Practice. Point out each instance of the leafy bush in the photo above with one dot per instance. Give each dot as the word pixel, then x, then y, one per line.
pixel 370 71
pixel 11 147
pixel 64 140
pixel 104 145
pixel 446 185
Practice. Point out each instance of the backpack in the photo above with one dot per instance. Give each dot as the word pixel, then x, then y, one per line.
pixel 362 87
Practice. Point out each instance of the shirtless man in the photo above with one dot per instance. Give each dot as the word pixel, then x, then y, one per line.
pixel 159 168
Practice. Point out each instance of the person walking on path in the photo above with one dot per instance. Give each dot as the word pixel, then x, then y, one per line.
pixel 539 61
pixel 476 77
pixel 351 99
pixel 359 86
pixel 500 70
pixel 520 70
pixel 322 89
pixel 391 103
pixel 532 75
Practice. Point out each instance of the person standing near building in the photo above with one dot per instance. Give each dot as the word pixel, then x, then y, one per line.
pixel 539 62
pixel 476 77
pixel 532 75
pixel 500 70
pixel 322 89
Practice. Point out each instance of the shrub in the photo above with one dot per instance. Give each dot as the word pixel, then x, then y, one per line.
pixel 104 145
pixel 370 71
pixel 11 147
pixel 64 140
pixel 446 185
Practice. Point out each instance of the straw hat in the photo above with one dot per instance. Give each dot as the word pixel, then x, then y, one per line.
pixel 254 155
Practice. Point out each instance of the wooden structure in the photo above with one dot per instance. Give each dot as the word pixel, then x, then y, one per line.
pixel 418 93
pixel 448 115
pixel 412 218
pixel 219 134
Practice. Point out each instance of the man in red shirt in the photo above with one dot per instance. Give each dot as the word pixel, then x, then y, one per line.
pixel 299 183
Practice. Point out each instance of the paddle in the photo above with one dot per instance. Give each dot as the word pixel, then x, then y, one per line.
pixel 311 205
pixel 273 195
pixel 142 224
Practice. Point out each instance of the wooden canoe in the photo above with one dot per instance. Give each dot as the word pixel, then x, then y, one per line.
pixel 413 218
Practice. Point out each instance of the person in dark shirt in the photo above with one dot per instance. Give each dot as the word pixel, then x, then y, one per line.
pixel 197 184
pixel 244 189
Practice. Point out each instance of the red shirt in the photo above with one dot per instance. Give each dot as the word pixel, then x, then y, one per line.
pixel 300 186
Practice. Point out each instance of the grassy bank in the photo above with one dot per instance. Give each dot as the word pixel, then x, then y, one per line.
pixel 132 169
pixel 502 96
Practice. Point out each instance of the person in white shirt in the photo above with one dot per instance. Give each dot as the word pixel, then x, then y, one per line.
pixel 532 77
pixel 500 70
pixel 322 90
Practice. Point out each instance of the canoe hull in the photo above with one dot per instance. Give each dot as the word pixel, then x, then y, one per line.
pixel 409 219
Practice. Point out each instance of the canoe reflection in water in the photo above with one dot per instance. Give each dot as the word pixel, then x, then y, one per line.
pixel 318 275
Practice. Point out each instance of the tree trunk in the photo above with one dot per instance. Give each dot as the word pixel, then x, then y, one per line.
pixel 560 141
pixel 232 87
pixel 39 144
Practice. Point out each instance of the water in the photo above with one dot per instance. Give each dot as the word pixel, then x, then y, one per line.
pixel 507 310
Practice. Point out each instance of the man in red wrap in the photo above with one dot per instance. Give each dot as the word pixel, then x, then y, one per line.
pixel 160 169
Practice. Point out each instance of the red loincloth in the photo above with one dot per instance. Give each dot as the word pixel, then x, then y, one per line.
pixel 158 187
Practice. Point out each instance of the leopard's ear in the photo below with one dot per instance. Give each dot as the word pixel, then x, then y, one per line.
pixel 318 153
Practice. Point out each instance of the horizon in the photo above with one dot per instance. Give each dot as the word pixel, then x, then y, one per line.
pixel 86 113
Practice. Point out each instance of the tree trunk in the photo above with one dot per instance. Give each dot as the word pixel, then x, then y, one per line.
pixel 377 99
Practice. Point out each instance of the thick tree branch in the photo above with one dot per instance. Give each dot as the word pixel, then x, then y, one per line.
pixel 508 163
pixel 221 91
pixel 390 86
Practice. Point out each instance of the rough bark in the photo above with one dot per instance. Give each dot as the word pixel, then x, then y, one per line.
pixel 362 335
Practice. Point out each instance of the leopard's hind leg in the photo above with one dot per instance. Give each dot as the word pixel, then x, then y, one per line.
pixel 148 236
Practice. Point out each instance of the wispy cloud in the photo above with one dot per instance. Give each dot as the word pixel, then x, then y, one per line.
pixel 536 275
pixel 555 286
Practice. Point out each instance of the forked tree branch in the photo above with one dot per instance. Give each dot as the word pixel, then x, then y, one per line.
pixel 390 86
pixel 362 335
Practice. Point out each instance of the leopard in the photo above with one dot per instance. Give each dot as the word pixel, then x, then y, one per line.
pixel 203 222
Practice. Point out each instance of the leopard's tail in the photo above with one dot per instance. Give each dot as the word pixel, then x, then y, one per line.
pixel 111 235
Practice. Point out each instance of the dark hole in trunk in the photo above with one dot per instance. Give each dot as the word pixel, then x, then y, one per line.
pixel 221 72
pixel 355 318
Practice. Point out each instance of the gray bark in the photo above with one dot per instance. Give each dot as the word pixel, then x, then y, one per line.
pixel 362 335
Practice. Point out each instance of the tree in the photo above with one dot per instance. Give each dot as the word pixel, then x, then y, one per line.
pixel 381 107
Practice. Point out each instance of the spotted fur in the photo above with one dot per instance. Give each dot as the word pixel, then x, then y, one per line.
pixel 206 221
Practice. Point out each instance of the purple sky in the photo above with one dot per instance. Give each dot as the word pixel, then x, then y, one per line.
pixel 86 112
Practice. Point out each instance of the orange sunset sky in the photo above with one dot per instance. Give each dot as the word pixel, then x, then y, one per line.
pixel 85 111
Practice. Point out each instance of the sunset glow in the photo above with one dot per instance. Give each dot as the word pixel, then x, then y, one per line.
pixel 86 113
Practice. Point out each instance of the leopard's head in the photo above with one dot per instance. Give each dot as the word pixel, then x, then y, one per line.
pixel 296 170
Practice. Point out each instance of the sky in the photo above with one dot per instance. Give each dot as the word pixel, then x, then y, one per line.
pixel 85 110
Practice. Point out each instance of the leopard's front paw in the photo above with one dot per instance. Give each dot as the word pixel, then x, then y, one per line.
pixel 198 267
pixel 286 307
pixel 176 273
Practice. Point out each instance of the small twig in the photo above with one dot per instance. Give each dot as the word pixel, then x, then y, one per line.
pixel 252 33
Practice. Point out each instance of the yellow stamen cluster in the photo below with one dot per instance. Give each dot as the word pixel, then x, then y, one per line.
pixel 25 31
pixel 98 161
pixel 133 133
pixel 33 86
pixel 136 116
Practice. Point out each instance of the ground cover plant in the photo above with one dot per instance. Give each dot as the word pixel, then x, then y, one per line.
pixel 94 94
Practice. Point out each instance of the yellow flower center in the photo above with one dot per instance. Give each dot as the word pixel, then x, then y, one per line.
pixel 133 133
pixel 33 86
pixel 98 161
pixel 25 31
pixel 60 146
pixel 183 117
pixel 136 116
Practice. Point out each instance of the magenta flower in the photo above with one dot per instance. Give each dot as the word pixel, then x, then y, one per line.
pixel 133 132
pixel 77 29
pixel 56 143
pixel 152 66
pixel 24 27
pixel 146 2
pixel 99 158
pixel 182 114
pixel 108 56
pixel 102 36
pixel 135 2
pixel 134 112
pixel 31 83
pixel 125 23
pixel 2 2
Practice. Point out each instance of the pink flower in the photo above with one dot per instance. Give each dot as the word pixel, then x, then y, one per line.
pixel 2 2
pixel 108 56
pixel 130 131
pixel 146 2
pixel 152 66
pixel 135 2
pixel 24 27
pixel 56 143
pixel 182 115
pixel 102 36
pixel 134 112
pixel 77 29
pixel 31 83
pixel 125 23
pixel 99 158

========================================================================

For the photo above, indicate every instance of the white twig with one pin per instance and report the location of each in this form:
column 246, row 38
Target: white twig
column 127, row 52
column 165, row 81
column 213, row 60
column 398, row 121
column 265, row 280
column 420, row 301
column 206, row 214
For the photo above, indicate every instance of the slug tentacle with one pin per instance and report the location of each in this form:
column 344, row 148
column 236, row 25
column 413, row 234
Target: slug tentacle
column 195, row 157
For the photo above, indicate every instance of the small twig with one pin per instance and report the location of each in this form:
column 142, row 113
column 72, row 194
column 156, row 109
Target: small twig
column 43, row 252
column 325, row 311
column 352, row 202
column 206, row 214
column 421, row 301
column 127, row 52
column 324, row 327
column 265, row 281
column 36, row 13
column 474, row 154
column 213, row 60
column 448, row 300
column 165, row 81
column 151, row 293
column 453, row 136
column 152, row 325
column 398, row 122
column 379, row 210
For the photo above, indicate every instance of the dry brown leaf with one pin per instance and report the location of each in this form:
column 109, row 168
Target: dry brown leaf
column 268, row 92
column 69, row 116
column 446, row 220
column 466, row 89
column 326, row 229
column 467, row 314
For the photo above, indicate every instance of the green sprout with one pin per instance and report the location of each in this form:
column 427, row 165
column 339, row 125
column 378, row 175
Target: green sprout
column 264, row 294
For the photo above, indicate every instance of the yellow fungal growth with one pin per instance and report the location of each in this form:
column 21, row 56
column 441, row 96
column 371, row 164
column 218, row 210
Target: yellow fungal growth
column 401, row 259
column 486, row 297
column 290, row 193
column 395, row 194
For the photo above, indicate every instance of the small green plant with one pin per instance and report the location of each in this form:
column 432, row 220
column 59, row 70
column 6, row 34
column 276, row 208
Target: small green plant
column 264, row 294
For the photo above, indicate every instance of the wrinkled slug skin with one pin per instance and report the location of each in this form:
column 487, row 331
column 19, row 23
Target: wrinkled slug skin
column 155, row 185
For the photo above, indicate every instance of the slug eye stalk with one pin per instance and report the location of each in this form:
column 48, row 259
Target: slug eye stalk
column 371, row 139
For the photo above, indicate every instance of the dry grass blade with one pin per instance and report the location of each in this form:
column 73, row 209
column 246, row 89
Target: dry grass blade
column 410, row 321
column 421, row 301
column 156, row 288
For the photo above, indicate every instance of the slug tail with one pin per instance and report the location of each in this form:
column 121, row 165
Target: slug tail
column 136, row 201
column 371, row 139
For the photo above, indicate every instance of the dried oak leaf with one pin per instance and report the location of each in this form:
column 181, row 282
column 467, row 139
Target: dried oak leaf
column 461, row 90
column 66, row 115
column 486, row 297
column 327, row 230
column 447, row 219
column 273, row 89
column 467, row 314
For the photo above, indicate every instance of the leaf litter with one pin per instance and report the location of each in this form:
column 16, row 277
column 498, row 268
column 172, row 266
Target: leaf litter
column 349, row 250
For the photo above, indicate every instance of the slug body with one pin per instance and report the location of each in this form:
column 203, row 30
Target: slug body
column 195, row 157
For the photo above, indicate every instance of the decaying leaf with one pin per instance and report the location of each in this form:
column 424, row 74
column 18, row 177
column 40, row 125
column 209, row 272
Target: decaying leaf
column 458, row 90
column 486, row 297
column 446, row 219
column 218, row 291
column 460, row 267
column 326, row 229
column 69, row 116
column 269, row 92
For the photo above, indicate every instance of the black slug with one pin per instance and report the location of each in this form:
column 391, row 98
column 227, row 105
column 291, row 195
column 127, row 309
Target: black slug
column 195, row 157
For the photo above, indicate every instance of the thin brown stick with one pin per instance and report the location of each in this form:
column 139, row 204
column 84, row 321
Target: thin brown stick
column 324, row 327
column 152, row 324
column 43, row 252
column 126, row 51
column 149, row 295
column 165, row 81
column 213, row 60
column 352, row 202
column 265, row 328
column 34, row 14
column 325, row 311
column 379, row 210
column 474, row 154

========================================================================

Set down exactly the lines of the data above, beginning with the line that has "column 236, row 25" and ending with the line that has "column 109, row 168", and no others.

column 236, row 25
column 413, row 234
Target: slug tentacle
column 195, row 157
For the photo above, indicate every instance of the small twig with one pin per instance and report the location of each in this form:
column 142, row 113
column 72, row 194
column 156, row 109
Target: small twig
column 43, row 252
column 325, row 311
column 352, row 202
column 206, row 214
column 421, row 301
column 127, row 52
column 324, row 327
column 265, row 281
column 36, row 13
column 474, row 154
column 213, row 60
column 448, row 300
column 165, row 81
column 151, row 293
column 453, row 136
column 152, row 325
column 398, row 122
column 379, row 210
For the photo above, indicate every instance of the dry brown leaf with one pin per instance and report the location of each in this form:
column 109, row 168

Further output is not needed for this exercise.